Input:
________________________________________
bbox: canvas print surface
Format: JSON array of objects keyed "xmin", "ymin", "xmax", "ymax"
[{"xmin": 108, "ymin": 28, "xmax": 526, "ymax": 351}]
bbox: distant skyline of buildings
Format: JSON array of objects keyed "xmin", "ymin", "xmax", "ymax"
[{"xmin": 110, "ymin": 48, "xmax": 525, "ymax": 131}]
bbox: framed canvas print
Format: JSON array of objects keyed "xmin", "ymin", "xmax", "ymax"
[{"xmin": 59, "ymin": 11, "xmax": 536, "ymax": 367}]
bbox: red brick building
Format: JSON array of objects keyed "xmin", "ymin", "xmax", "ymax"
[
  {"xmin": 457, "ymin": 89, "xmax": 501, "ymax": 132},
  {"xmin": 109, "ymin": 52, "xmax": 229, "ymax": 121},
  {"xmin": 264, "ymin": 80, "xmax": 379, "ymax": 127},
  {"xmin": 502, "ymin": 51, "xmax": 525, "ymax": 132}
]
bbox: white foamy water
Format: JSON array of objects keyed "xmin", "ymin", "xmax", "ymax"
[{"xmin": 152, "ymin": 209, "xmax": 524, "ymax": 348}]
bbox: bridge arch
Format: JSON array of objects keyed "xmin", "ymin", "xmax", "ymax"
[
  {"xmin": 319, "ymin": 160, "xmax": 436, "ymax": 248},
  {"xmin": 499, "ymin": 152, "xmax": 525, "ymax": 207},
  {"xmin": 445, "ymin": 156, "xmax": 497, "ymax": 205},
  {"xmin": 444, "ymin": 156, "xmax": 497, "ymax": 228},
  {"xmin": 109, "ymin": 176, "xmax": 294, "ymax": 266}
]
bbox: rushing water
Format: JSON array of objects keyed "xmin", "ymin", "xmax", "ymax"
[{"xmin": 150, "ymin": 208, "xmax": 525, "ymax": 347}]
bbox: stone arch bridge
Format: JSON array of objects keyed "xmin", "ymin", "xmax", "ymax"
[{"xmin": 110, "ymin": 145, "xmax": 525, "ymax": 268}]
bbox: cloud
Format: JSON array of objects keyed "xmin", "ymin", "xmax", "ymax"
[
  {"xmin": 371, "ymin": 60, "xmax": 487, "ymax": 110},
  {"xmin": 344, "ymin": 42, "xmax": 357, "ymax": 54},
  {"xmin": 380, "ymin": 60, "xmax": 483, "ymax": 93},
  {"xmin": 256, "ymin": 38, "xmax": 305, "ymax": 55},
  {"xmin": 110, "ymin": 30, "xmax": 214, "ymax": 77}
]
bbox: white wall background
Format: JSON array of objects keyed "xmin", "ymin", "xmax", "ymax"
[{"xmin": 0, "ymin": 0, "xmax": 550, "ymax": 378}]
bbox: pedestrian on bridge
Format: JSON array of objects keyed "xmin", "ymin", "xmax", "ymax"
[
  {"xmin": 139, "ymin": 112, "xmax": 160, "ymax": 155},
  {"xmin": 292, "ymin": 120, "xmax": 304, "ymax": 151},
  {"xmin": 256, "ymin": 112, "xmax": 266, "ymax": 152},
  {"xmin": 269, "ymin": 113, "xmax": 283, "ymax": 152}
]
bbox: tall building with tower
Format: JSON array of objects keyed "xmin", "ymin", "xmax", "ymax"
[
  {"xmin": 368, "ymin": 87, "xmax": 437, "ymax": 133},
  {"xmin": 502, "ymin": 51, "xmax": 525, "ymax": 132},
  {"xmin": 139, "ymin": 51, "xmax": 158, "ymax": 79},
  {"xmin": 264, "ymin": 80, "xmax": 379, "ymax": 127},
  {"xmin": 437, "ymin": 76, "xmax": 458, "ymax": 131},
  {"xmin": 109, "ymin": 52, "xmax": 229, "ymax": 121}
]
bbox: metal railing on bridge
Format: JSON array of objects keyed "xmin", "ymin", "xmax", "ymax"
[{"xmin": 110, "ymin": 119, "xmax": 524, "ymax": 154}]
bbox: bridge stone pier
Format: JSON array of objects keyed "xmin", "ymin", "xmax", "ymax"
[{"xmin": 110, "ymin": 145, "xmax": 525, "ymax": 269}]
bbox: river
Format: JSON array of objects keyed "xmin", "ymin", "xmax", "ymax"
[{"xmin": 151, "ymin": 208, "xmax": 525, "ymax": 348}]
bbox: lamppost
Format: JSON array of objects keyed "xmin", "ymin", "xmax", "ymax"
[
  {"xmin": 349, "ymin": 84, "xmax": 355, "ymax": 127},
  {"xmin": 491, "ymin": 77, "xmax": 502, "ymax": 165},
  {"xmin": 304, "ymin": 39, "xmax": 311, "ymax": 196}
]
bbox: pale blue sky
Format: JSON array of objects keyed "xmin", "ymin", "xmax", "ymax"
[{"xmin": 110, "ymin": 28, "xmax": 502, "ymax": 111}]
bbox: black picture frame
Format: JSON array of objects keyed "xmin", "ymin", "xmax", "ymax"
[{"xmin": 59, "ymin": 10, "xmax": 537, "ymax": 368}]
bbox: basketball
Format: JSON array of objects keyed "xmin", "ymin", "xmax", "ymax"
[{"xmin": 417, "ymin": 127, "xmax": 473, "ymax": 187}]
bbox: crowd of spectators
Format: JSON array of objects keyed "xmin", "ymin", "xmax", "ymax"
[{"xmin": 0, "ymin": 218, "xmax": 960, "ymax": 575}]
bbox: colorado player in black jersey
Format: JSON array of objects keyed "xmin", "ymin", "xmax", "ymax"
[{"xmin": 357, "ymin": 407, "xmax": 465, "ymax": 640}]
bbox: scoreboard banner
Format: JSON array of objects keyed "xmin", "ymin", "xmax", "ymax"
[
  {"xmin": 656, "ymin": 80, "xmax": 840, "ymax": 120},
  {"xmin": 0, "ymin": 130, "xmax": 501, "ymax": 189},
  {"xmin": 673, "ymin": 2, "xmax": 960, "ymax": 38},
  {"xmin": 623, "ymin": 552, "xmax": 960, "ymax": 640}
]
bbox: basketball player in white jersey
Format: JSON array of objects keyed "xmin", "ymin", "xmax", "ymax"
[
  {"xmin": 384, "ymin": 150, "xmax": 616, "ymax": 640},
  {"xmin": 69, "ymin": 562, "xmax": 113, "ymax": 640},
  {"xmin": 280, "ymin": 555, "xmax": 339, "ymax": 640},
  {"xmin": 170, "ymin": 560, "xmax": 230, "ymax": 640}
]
________________________________________
Exercise requirements: Tally how many lines of the records above contain the string "basketball", matching case exactly, and reply with that number alone.

Solution for this problem: 2